### 本文
____________________

閏四月上旬、相州箱根大火にで町家大抵焼失す。折節土州侯同所の泊なりしに、出火故近習五六人引連れ本陣を逃出で、一町計り隔りし寺へ逃込みて、火を避けんとせられしに、爰へも飛火来り忽燃上りぬるにぞ、漸々湯本迄逃行き火を避けられしと云ふ。家来の向は何れも相隔りて別々に宿を取り、又銘々預りの道具を守り居る事故、早速にも本陣へ駈付け難く、手明の者のみ早速に駈付けしが、主人の行衛一向に相分らず、何れも大に狼狽へ廻りしと云ふ。風火殊の外烈しくして、持道具は云ふに及ばず道中金迄悉く焼失ひしと云ふ事なり。

____________________

### 記録一覧
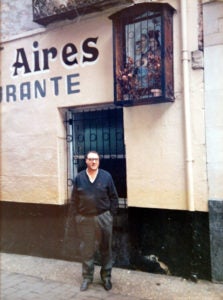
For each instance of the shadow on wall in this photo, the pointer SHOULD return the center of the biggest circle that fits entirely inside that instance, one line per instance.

____________________

### 課題
(a) 次の(i)〜(iii)が本文の内容と合っているかどうかを判断し、それぞれ「はい」か「いいえ」で答えなさい。あわせて、根拠となる本文の語句をそのまま引用しなさい。
(i) 土州侯は、本陣を逃げ出して寺へ逃げ込んだ後、さらに湯本まで逃げて火を避けた。
(ii) 家来たちは、全員がすぐに本陣へ駆けつけることができた。
(iii) 道中金は焼けずに残った。
(b) 本文のうち、「閏四月上旬、相州箱根大火にで」を含む語句で始まり「迄悉く焼失ひしと云ふ事なり。」で終わる部分を、「本陣」を「宿所」に置き換えて書き直しなさい。
この一覧は参照しなくてよい。

### 解答
(a)
(i) はい。「漸々湯本迄逃行き火を避けられしと云ふ」
(ii) いいえ。「早速にも本陣へ駈付け難く、手明の者のみ早速に駈付けしが」
(iii) いいえ。「道中金迄悉く焼失ひしと云ふ事なり」

(b)
閏四月上旬、相州箱根大火にで町家大抵焼失す。折節土州侯同所の泊なりしに、出火故近習五六人引連れ宿所を逃出で、一町計り隔りし寺へ逃込みて、火を避けんとせられしに、爰へも飛火来り忽燃上りぬるにぞ、漸々湯本迄逃行き火を避けられしと云ふ。家来の向は何れも相隔りて別々に宿を取り、又銘々預りの道具を守り居る事故、早速にも宿所へ駈付け難く、手明の者のみ早速に駈付けしが、主人の行衛一向に相分らず、何れも大に狼狽へ廻りしと云ふ。風火殊の外烈しくして、持道具は云ふに及ばず道中金迄悉く焼失ひしと云ふ事なり。